Struggle to nod off? (Dailymail Article)
Struggle to nod off? Don't take your phone to bed: Electronic devices reduce sleep-hormone levels
- Blue light from digital devices lowers levels of melatonin which promotes sleep
- Levels naturally begin to rise in the evening but screens alter internal body clock
- People wearing blue light blocking glasses fell asleep faster and slept better
- They also got 24 minutes more shut eye each night, Houston researchers found
- Experts recommend limiting screen time or applying screen filters
The screens from our digital devices disrupts sleep dysfunction by lowering melatonin levels, a new study has found.
The blue light they emit interferes with the hormone made naturally by our bodies which helps us control our sleep-wake cycles.
Normally, melatonin levels begin to rise in the mid- to late evening, remain high for most of the night, and then drop in the early morning hours.
But watching screens from phones and tablets late in the evening plays havoc with this process, by boosting alertness and altering our circadian rhythm – or our internal body clock.
Lead author Dr Lisa Ostrin from the University of Houston College of Optometry said: 'The most important takeaway is that blue light at night time really does decrease sleep quality.
'Sleep is very important for the regeneration of many functions in our body.'
Insomnia is a common problem thought to regularly affect around one in every three people, and is particularly common in elderly people.
And the cost is more than just fatigue. Lack of regular sleep is linked to raised risk of depression, obesity, heart attack, stroke and diabetes – and it shortens your life expectancy.

::::::

- [What you are asked to do]: Retype everything in the sleep article from "Lead author Dr" down to "your life expectancy.", with no changes.

- [Excerpted data]:

::::::

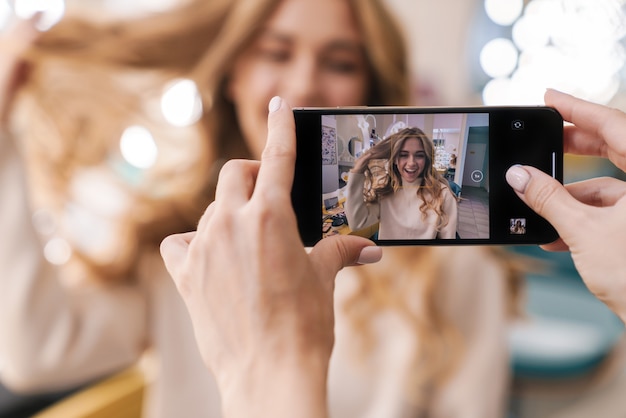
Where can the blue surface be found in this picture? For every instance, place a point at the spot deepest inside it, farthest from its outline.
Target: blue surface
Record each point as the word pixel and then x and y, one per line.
pixel 568 331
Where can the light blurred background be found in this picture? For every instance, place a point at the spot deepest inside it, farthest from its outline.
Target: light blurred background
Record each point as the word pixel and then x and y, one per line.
pixel 568 358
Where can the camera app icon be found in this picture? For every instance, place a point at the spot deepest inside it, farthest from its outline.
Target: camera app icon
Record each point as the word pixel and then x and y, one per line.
pixel 517 125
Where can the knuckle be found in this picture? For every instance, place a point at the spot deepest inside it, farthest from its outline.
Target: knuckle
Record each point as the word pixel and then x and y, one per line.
pixel 541 195
pixel 278 151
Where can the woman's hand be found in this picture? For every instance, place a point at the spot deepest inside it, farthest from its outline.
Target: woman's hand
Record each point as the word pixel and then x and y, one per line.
pixel 13 69
pixel 590 216
pixel 261 306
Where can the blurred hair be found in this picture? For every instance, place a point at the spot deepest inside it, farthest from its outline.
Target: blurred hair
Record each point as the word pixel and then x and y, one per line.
pixel 90 79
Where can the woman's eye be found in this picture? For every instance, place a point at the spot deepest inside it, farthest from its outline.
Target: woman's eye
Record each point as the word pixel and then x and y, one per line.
pixel 342 66
pixel 275 55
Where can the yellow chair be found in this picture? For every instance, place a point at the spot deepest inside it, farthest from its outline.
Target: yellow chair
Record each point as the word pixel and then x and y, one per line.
pixel 118 396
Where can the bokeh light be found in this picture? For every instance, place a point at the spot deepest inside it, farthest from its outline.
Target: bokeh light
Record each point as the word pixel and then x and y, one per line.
pixel 498 57
pixel 57 251
pixel 52 11
pixel 504 12
pixel 138 147
pixel 181 103
pixel 571 45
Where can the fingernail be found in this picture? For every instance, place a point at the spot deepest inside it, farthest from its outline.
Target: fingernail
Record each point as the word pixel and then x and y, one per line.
pixel 370 255
pixel 275 104
pixel 517 178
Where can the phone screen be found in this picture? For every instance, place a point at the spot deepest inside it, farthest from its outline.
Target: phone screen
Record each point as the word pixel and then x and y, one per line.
pixel 411 176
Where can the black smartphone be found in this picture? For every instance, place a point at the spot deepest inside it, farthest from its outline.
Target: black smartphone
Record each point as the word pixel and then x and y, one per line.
pixel 415 175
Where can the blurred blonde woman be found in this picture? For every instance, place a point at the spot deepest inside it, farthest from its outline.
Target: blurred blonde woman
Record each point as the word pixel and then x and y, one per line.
pixel 68 97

::::::

- [Reply]:
Lead author Dr Lisa Ostrin from the University of Houston College of Optometry said: 'The most important takeaway is that blue light at night time really does decrease sleep quality.
'Sleep is very important for the regeneration of many functions in our body.'
Insomnia is a common problem thought to regularly affect around one in every three people, and is particularly common in elderly people.
And the cost is more than just fatigue. Lack of regular sleep is linked to raised risk of depression, obesity, heart attack, stroke and diabetes – and it shortens your life expectancy.